- **TASK INSTRUCTIONS**
Could you reproduce the material below word for word, leaving out the pictures?

- **SUPPLIED MATERIAL**
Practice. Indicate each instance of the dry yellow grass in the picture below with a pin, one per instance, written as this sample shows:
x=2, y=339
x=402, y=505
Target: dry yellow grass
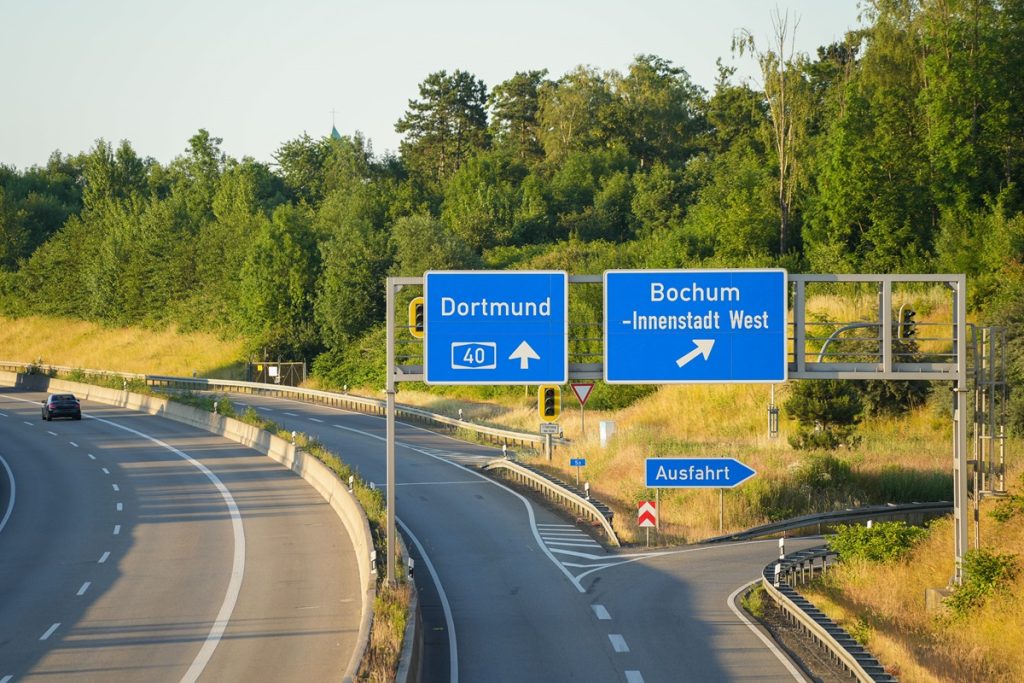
x=87, y=345
x=924, y=647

- **SOLUTION TO THIS PROBLEM**
Practice. Indicate each instance of the dry yellow grass in the picture below with a pin, one per instance, written as this sample shows:
x=2, y=339
x=402, y=505
Target: dry yellow grass
x=87, y=345
x=924, y=647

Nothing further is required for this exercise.